• **Problem**
Using the records below, find every line that includes "deep" and copy it.

+++ Data records

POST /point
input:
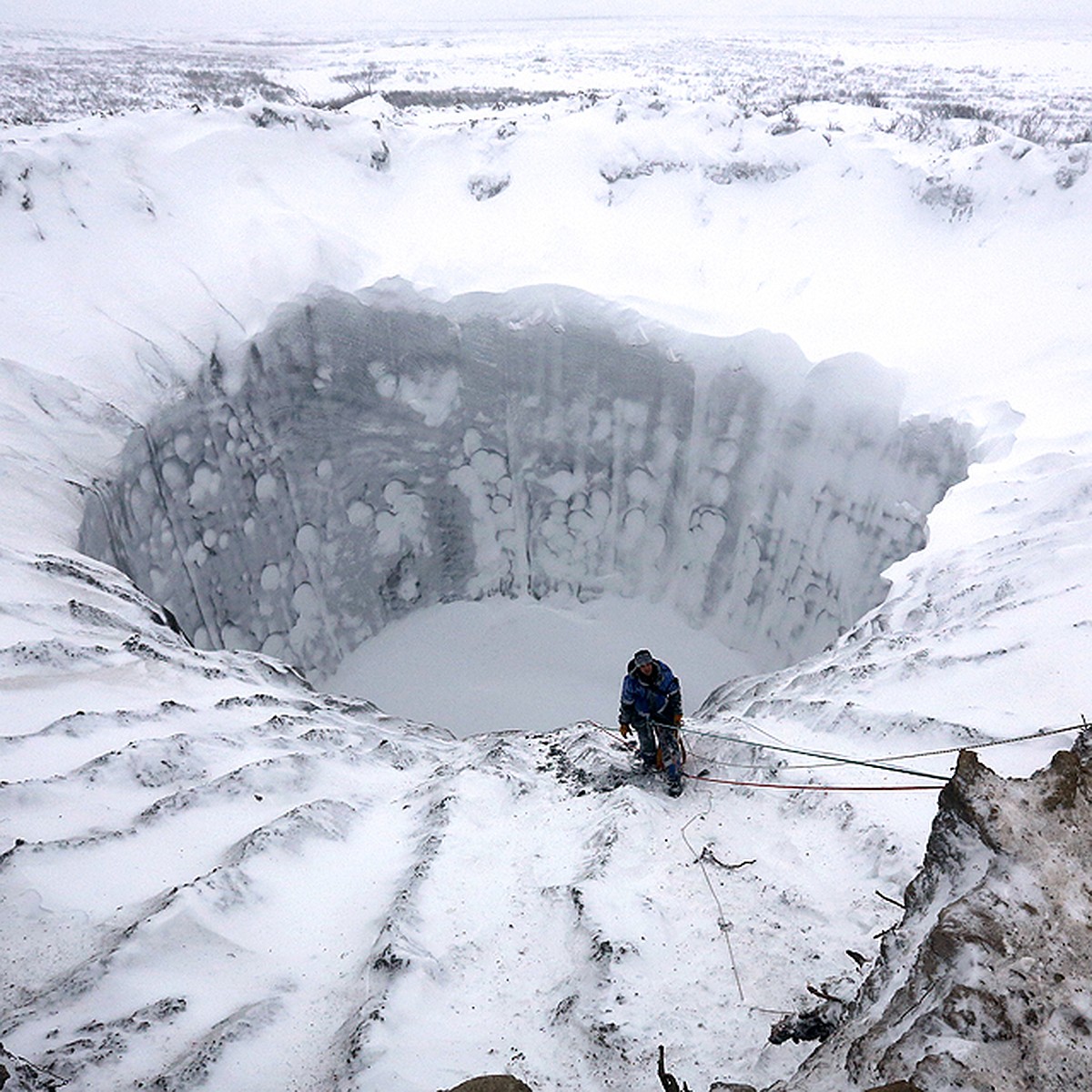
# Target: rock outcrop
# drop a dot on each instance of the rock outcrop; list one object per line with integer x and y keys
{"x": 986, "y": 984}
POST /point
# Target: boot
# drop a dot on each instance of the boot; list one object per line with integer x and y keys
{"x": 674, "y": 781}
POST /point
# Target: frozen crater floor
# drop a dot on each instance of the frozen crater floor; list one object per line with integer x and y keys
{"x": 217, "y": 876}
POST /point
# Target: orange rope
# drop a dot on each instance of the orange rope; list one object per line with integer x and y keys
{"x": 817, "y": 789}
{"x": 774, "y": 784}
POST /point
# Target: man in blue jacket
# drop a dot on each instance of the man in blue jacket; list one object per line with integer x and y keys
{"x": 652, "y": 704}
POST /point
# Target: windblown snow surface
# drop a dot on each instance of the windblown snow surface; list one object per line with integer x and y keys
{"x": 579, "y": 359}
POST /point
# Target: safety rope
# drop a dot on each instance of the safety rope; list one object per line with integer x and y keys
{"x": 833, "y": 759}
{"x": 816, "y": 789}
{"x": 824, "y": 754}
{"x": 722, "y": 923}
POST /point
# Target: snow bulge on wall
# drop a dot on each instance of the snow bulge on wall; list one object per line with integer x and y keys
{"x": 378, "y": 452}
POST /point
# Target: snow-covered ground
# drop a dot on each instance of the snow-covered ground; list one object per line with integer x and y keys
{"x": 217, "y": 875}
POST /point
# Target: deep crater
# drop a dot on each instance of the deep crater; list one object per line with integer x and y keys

++++++
+++ Data records

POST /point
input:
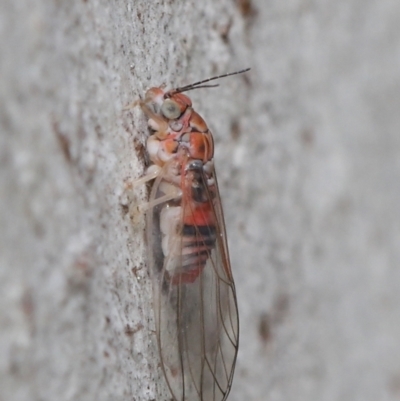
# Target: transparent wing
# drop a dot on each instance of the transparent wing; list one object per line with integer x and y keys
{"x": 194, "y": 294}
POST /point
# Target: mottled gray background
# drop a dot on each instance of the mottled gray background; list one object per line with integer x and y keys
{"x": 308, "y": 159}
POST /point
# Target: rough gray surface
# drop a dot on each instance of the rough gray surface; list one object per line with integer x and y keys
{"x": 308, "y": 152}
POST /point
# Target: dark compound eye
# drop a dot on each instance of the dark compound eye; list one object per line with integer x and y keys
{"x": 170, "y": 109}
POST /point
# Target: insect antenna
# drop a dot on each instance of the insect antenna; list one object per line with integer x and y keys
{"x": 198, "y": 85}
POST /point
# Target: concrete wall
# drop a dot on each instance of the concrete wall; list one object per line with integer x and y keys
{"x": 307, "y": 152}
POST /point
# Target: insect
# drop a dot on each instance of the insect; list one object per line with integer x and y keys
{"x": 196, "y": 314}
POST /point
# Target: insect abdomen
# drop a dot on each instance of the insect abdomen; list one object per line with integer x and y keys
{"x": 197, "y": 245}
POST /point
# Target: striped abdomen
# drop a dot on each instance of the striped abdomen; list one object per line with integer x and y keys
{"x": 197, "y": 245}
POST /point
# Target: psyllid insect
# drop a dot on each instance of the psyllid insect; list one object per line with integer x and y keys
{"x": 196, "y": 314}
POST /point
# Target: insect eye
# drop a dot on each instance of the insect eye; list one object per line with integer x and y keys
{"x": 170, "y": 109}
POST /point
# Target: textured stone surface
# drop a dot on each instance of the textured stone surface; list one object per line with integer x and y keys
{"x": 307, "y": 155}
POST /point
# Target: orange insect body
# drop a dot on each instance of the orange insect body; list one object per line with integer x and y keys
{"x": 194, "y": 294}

++++++

• **Result for this task**
# Target: deep crater
# drop a dot on each instance of the deep crater; list one object per line with integer x and y keys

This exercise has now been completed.